Task prompt:
Return nothing but the lines from the line containing "Pressing-analysis tagging request: spot the orange" through the last line of the records, reproduced exactly.

════

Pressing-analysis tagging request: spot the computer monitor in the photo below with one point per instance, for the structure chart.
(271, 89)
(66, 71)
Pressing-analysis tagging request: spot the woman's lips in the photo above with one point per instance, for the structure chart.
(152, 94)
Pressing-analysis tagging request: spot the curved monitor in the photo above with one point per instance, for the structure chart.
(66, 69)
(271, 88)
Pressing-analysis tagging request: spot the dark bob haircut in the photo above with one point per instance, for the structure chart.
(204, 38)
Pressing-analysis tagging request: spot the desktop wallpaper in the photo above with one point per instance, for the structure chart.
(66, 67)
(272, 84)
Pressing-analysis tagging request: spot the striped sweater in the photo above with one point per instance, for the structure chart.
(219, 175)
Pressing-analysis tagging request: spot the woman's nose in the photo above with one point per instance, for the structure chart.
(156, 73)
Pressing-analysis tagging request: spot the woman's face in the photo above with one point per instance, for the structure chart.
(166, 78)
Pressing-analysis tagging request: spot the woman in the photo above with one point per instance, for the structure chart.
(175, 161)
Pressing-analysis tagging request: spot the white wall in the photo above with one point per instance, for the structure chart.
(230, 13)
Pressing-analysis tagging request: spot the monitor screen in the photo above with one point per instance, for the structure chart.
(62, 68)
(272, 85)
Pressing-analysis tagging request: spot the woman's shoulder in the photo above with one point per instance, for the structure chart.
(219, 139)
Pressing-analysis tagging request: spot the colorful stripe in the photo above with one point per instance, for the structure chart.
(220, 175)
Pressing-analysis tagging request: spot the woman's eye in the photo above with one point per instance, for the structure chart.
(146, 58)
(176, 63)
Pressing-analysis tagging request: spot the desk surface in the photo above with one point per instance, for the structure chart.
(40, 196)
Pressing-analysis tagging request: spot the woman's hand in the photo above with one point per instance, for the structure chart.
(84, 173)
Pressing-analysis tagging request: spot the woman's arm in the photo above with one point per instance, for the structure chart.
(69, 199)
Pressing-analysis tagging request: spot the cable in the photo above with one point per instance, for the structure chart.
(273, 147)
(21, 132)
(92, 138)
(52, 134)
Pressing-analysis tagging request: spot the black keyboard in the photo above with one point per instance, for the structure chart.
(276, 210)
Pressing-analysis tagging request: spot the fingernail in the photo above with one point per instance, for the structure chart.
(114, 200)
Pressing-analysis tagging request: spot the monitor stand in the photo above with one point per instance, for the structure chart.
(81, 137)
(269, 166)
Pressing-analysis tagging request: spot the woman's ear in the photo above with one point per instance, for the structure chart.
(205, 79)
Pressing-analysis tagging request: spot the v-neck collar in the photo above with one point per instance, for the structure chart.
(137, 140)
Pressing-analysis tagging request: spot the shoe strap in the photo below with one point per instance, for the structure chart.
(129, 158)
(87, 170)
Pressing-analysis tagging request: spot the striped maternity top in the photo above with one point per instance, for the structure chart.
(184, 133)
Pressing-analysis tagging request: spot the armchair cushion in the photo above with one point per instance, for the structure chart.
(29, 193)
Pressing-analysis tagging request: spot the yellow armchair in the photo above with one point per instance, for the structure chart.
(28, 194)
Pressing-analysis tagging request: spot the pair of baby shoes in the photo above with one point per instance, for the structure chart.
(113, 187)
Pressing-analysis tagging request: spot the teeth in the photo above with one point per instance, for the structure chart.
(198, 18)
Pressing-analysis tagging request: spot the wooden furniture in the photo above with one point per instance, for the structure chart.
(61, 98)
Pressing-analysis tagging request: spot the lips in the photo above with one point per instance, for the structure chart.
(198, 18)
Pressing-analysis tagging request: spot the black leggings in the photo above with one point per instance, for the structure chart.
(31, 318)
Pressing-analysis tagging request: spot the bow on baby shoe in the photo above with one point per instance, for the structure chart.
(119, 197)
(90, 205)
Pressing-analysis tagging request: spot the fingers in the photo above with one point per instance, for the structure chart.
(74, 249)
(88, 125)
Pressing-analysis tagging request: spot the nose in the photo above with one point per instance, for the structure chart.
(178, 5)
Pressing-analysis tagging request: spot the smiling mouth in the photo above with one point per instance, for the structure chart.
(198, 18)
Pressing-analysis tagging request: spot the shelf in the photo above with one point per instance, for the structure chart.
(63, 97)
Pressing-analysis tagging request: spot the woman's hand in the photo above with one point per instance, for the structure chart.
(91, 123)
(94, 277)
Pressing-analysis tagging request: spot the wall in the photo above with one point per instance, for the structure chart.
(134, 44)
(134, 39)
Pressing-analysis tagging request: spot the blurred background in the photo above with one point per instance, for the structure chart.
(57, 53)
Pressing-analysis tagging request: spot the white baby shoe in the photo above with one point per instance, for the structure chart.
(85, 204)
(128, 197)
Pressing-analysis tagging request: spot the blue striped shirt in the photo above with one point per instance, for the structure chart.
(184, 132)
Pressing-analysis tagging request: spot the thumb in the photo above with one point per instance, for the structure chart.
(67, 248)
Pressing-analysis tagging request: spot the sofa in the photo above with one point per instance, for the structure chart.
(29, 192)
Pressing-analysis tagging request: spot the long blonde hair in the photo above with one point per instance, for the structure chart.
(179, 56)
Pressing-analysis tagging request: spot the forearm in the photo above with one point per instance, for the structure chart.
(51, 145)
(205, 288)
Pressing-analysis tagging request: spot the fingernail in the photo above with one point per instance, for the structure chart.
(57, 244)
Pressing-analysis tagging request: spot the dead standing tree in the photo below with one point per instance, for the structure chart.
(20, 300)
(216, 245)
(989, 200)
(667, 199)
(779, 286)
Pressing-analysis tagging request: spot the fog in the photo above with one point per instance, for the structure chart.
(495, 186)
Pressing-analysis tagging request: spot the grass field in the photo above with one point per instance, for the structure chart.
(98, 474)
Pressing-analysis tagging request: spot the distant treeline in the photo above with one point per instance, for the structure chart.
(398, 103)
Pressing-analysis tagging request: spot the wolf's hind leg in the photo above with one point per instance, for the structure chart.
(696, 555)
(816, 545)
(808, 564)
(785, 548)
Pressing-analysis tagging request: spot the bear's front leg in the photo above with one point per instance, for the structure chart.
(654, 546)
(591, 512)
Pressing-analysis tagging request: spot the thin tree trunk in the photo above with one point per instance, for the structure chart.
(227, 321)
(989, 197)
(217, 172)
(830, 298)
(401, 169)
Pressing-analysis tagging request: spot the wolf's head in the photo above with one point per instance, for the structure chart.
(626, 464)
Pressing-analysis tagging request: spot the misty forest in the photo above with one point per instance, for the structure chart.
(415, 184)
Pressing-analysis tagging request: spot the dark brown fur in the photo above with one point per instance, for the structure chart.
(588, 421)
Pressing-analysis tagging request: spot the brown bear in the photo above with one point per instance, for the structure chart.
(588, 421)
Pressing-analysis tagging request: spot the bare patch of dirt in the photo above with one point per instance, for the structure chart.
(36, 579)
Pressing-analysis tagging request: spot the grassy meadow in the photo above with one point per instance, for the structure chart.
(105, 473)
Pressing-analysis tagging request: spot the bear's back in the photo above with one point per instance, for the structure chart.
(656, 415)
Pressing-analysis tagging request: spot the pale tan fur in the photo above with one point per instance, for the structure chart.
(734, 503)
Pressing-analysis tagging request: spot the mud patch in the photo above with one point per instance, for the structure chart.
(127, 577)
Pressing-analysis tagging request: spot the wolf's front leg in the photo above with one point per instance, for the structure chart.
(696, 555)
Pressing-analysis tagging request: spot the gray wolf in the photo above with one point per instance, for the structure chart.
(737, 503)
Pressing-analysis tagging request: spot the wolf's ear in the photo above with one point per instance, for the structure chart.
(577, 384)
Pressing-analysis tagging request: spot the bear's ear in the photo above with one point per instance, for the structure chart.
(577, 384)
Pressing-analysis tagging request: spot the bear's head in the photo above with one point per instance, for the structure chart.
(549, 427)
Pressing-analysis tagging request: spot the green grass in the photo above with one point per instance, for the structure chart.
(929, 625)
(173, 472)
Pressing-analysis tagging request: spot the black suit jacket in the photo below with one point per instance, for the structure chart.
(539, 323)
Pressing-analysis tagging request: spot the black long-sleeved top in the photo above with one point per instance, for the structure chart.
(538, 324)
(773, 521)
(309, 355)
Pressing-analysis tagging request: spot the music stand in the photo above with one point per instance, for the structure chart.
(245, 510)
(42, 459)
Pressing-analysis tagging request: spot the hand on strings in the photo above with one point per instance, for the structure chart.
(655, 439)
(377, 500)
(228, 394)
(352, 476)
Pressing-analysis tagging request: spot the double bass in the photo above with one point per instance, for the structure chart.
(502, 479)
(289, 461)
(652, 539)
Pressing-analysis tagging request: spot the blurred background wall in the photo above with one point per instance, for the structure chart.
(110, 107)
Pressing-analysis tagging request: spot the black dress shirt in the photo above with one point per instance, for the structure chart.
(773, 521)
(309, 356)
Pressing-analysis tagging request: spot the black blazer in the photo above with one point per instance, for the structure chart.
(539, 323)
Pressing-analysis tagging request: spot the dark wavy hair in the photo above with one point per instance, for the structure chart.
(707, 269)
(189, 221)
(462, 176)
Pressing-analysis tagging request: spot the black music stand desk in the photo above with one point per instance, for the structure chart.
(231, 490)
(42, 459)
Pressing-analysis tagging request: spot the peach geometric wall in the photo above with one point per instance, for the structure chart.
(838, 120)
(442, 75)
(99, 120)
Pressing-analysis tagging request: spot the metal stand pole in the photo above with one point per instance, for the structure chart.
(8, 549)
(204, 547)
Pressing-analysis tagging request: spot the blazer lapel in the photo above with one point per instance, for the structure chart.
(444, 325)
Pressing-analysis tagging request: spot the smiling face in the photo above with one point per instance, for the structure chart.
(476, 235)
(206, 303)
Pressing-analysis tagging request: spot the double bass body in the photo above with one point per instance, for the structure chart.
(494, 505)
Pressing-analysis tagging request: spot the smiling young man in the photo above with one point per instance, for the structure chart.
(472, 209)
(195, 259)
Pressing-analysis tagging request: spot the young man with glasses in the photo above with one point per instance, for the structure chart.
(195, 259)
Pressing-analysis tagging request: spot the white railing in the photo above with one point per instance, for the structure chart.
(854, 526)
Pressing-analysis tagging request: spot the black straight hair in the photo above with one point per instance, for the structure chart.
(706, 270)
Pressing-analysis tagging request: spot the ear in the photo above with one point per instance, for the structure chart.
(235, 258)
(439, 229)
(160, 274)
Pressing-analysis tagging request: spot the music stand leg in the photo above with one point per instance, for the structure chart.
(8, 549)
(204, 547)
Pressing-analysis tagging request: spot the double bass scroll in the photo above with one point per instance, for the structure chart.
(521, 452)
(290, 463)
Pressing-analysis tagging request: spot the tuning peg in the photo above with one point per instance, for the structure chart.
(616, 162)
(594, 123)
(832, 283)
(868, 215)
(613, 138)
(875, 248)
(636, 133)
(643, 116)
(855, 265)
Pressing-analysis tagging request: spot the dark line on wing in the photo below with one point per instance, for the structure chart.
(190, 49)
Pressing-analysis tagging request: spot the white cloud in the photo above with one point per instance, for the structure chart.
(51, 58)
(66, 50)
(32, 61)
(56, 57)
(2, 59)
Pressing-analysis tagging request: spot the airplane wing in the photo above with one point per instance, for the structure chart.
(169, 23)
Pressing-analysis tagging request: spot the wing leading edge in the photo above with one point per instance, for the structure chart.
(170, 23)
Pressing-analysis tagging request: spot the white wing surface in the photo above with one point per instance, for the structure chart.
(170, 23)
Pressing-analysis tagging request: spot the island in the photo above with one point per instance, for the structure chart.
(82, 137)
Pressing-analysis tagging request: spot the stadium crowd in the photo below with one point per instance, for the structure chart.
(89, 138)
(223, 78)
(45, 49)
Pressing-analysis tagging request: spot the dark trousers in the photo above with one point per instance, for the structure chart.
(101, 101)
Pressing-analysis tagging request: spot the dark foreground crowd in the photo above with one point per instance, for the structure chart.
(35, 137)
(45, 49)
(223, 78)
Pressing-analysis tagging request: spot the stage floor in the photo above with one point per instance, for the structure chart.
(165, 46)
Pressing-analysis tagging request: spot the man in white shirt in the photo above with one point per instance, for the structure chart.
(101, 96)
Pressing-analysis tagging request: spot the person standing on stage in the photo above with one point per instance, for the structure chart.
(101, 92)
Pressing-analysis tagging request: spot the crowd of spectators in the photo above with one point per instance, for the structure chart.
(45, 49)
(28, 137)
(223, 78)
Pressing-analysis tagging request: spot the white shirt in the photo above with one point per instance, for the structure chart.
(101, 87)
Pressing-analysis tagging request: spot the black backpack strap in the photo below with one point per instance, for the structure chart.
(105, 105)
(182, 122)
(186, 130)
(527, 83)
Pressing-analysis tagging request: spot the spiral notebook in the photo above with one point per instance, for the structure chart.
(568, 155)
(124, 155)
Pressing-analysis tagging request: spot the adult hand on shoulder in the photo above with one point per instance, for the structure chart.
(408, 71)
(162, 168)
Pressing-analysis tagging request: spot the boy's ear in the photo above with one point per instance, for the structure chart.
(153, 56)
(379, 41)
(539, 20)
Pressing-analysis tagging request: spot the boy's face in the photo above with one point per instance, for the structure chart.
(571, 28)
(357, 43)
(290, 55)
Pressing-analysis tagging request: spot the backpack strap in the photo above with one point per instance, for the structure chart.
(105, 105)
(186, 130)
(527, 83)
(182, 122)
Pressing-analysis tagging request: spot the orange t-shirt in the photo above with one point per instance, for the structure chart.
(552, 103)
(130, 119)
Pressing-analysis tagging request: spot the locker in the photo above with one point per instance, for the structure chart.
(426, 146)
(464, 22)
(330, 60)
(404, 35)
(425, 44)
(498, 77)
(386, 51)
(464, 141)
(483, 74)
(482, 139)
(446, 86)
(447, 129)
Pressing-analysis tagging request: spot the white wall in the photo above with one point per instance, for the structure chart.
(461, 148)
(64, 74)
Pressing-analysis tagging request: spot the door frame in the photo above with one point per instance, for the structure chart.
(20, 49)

════

Reply to the task:
Pressing-analysis tagging request: spot the orange t-shirt in the photo above with one point per instance, for the structure chart.
(552, 103)
(130, 119)
Pressing-analysis tagging request: spot the locker in the photo above with one point per instance, for the structure chart.
(426, 146)
(464, 22)
(330, 60)
(404, 35)
(425, 44)
(498, 77)
(386, 51)
(464, 141)
(483, 74)
(482, 139)
(446, 86)
(447, 129)
Pressing-analysis tagging request: spot the white wall in the photo above with one point per instance, for the structure chart.
(461, 148)
(64, 74)
Pressing-analysis tagging request: spot the door frame in the photo above with one point per instance, for the structure chart.
(20, 49)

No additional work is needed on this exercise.